VT: There’s a contrast between your protagonists and antagonists in your fiction: They’re male and seemingly powerless…

MP: The protagonist in Our Fathers is Magda, I think, and not the narrator…

VT: Let me rephrase the statement—your male characters, not necessarily the protagonists. They seem like passive witnesses who because of the circumstance renders them powerless.

MP: What do you mean by passive and powerless?

VT: For example, in Dog Food, Dante the protagonist appears to be powerless because he’s a child.

MP: But he threw a rock.

VT: He tried but failed.
....
* Given instruction 1
How would you render the interview's sentence "What do you mean by passive and powerless?" in Spanish?

* Data shown
....
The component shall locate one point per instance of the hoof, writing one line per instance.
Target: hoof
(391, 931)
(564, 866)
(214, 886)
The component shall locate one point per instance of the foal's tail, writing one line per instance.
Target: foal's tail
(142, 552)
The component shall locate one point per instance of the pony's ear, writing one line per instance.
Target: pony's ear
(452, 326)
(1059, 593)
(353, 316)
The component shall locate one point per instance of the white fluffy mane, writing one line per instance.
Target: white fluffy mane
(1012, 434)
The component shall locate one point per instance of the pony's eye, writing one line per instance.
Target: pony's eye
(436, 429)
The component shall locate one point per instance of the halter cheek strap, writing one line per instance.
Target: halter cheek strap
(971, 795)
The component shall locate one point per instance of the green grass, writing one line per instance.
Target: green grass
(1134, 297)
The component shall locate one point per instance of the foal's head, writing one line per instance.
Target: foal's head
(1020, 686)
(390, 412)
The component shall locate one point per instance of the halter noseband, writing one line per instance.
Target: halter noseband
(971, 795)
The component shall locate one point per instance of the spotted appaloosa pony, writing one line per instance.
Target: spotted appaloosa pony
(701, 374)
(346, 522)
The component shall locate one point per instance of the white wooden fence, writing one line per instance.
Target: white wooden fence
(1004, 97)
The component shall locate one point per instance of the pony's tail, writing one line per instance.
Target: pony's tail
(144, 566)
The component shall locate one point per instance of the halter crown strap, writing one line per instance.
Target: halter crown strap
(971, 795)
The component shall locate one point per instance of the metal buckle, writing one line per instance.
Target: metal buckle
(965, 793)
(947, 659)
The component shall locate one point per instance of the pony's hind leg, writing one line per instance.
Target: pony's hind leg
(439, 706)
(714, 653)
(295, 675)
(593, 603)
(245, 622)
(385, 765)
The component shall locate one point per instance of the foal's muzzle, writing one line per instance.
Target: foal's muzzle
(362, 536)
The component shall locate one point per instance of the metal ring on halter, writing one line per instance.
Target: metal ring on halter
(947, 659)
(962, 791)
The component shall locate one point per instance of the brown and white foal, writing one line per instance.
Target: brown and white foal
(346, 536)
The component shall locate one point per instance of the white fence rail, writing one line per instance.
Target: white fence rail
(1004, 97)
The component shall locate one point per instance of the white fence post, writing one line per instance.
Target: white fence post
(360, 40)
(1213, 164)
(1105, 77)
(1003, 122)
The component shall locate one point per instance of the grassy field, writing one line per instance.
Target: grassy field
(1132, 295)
....
* Given instruction 2
In the rows, rename "white" to "cream" and give again only the lines from the one containing "The component shall locate one point per instance of the brown" through the end of the rows, leaving everything else unchanged.

* Output 1
¿Qué quieres decir con pasivos e impotentes?

* Output 2
The component shall locate one point per instance of the brown and cream foal, writing one line per instance.
Target: brown and cream foal
(346, 536)
The component shall locate one point per instance of the cream fence rail, writing one line per instance.
Target: cream fence rail
(1004, 97)
The component shall locate one point per instance of the cream fence post, writing one line per instance.
Target: cream fence post
(360, 40)
(1213, 164)
(1105, 77)
(1003, 122)
The component shall locate one point per instance of the grassy field, writing one line per instance.
Target: grassy field
(1132, 295)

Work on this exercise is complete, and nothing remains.